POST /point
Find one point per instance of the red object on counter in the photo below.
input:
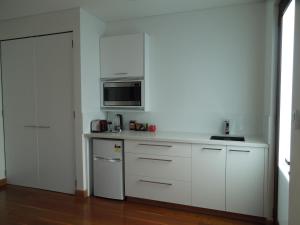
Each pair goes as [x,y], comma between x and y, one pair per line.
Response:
[152,128]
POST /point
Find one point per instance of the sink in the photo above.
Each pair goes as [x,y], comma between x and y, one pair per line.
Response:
[228,138]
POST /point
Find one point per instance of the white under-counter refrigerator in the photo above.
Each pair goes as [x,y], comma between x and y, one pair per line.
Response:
[108,168]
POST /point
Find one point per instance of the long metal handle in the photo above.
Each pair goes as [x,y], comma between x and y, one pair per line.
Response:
[154,159]
[107,159]
[213,149]
[33,126]
[120,73]
[234,150]
[30,126]
[166,146]
[155,182]
[43,127]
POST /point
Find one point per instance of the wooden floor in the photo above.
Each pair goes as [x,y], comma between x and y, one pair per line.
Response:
[20,205]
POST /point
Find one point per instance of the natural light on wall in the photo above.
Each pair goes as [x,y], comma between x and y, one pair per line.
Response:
[286,82]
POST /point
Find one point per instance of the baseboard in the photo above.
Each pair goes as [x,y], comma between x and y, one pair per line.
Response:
[246,218]
[3,183]
[81,194]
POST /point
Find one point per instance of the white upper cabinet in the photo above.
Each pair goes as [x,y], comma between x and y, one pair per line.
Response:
[245,180]
[208,176]
[124,56]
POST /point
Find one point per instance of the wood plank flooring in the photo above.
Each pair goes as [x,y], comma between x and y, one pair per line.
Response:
[26,206]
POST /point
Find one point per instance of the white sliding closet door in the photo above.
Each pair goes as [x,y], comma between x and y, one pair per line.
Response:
[18,71]
[55,113]
[38,112]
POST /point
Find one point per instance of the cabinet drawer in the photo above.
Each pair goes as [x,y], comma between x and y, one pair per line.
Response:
[165,190]
[158,166]
[159,148]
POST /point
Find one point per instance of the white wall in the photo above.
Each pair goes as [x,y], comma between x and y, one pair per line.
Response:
[205,66]
[2,153]
[270,83]
[91,28]
[294,216]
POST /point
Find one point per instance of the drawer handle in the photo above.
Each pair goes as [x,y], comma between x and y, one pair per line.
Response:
[33,126]
[30,126]
[166,146]
[107,159]
[233,150]
[153,159]
[155,182]
[213,149]
[120,73]
[46,127]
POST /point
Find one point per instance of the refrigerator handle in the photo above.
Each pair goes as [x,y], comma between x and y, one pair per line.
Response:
[107,159]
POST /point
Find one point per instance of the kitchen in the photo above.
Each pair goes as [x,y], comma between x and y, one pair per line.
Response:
[199,69]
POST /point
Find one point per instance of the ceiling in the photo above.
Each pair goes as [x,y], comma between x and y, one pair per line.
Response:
[111,10]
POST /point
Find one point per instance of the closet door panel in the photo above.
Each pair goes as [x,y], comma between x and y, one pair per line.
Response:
[18,76]
[55,113]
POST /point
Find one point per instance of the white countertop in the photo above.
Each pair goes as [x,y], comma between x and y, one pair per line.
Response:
[181,137]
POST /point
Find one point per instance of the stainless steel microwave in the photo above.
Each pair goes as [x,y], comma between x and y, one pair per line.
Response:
[122,94]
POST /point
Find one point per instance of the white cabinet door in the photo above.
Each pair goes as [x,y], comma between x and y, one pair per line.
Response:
[55,113]
[122,56]
[208,176]
[19,111]
[245,180]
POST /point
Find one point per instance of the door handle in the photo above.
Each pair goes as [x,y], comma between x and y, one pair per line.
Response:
[235,150]
[154,159]
[107,159]
[155,182]
[43,127]
[33,126]
[120,73]
[154,145]
[30,126]
[213,149]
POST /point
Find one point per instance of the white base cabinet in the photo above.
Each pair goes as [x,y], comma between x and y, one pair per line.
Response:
[208,176]
[158,171]
[245,180]
[219,177]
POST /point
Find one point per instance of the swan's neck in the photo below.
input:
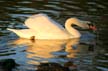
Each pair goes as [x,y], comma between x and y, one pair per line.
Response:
[70,29]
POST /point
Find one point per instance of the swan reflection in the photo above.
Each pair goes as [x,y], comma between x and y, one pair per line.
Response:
[48,50]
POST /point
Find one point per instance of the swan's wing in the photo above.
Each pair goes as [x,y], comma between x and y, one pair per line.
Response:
[24,33]
[41,23]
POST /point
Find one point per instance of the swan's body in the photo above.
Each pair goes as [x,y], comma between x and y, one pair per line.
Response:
[43,27]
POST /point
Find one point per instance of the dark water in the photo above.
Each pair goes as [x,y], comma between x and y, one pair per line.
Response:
[89,53]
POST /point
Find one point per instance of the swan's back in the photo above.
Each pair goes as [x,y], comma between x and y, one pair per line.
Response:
[41,23]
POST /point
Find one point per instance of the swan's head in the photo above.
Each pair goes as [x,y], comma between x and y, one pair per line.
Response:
[88,25]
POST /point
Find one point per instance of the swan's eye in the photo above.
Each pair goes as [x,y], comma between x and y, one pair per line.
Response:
[92,27]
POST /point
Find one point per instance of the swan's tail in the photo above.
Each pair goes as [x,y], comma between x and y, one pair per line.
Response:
[10,29]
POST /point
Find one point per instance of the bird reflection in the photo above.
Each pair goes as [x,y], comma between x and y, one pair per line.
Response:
[42,50]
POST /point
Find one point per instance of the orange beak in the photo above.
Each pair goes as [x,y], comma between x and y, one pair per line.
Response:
[92,27]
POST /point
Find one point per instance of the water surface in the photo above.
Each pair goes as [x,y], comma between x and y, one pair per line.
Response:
[89,53]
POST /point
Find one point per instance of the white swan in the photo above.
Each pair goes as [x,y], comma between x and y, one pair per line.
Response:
[43,27]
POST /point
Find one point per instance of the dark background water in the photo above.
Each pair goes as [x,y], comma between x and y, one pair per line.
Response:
[14,13]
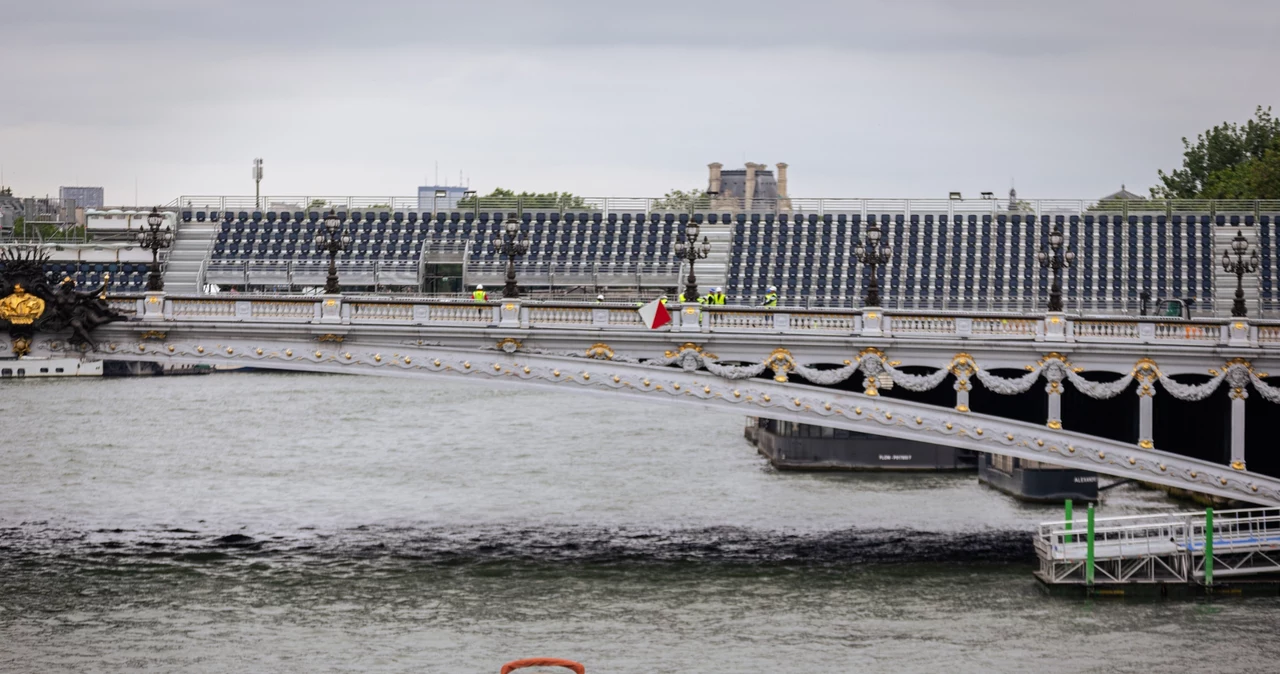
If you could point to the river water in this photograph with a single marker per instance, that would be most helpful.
(256, 522)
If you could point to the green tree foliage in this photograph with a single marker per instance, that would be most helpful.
(502, 198)
(1229, 161)
(679, 200)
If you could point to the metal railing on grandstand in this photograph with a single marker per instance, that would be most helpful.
(791, 205)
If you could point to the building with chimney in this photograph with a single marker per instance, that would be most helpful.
(749, 188)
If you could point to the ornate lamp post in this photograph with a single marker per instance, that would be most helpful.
(688, 248)
(155, 238)
(1055, 260)
(1239, 266)
(511, 243)
(333, 238)
(872, 253)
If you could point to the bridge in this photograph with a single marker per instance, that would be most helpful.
(993, 383)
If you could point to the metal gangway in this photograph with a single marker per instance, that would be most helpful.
(1165, 548)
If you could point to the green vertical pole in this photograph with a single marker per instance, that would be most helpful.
(1208, 546)
(1088, 558)
(1069, 537)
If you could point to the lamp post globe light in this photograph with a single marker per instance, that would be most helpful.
(873, 253)
(512, 243)
(155, 238)
(688, 248)
(333, 238)
(1054, 258)
(1239, 266)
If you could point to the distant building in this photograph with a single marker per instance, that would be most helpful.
(746, 187)
(86, 197)
(435, 197)
(1124, 195)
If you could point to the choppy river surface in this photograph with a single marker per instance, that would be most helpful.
(302, 523)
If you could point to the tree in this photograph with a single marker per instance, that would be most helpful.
(502, 198)
(679, 200)
(1228, 161)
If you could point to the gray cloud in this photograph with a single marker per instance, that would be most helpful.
(862, 99)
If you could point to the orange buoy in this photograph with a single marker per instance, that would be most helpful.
(543, 663)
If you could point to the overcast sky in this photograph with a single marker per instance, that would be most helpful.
(863, 99)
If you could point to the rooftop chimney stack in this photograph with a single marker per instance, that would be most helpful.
(713, 180)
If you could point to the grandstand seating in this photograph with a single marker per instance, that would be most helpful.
(955, 260)
(969, 261)
(124, 276)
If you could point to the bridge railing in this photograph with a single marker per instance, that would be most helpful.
(554, 315)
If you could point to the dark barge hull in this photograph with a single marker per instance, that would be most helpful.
(1036, 484)
(796, 446)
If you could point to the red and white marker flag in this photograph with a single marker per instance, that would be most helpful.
(654, 315)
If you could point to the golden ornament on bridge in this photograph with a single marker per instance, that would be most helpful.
(21, 307)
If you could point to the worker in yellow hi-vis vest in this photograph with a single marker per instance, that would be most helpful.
(771, 297)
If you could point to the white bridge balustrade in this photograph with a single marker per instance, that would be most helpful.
(782, 320)
(777, 362)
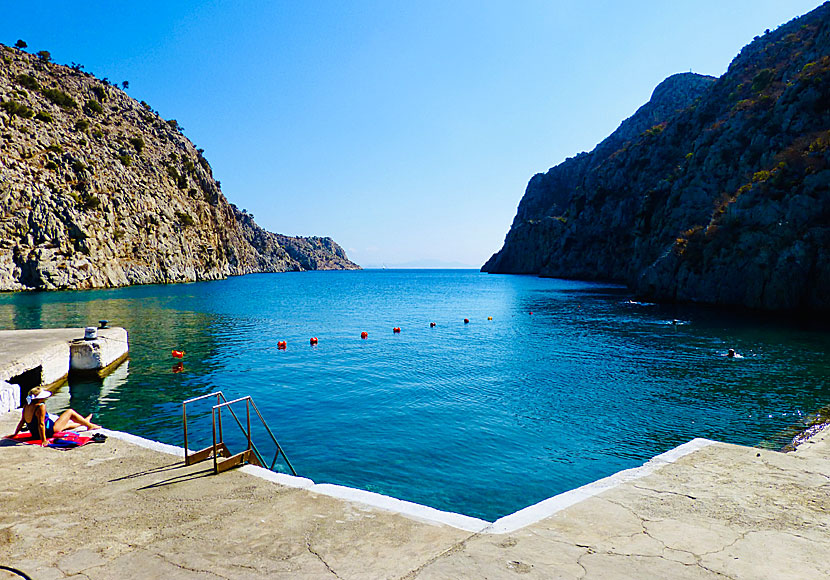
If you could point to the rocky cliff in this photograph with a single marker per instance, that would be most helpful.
(715, 191)
(97, 190)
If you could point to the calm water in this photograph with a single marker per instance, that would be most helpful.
(481, 418)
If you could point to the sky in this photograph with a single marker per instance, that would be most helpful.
(407, 131)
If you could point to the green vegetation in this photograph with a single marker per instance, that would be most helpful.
(137, 143)
(99, 92)
(184, 218)
(16, 109)
(93, 107)
(762, 80)
(60, 98)
(28, 81)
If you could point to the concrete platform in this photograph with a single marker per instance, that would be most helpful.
(121, 510)
(48, 355)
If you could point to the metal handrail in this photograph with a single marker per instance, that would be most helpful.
(251, 444)
(216, 411)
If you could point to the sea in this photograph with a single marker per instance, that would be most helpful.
(522, 389)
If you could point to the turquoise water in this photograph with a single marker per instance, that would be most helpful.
(482, 418)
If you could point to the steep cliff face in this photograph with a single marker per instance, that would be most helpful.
(97, 190)
(715, 191)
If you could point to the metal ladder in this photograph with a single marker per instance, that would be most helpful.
(250, 455)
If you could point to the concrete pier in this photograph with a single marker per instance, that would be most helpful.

......

Return verbatim every line of the records above, starting with the line that contains "If you could point to the green vegetation" and continuing through the final line of the records, both ends included.

THE ANSWER.
If you could point to the green vegetation in this photograph with a single marker per instance, that would be most helpful.
(137, 143)
(99, 92)
(184, 218)
(16, 109)
(93, 107)
(762, 80)
(60, 98)
(28, 81)
If you could point to the concrete platform in this photograph with a single marker per instance, that would be most helpful.
(121, 510)
(48, 355)
If you could point to the metal handrail in this photograph with a single marker per instance, that would be most helpful.
(251, 444)
(216, 411)
If you could point to the sea in this photograph with a single marker per instance, that would be most helpful.
(522, 389)
If you could point to the turquoise water in this photograph with a single marker per instance, that would be most helpful.
(482, 418)
If you could point to the steep cliff face in this photograph with a single marker per instance, that would be most helpful.
(97, 190)
(715, 191)
If you could point to the metal ladder in this photograph with a single marker per instance, that would be most helpful.
(250, 455)
If you could point to the concrete pier in this photograph with a single marker per instance, that would be most helpful.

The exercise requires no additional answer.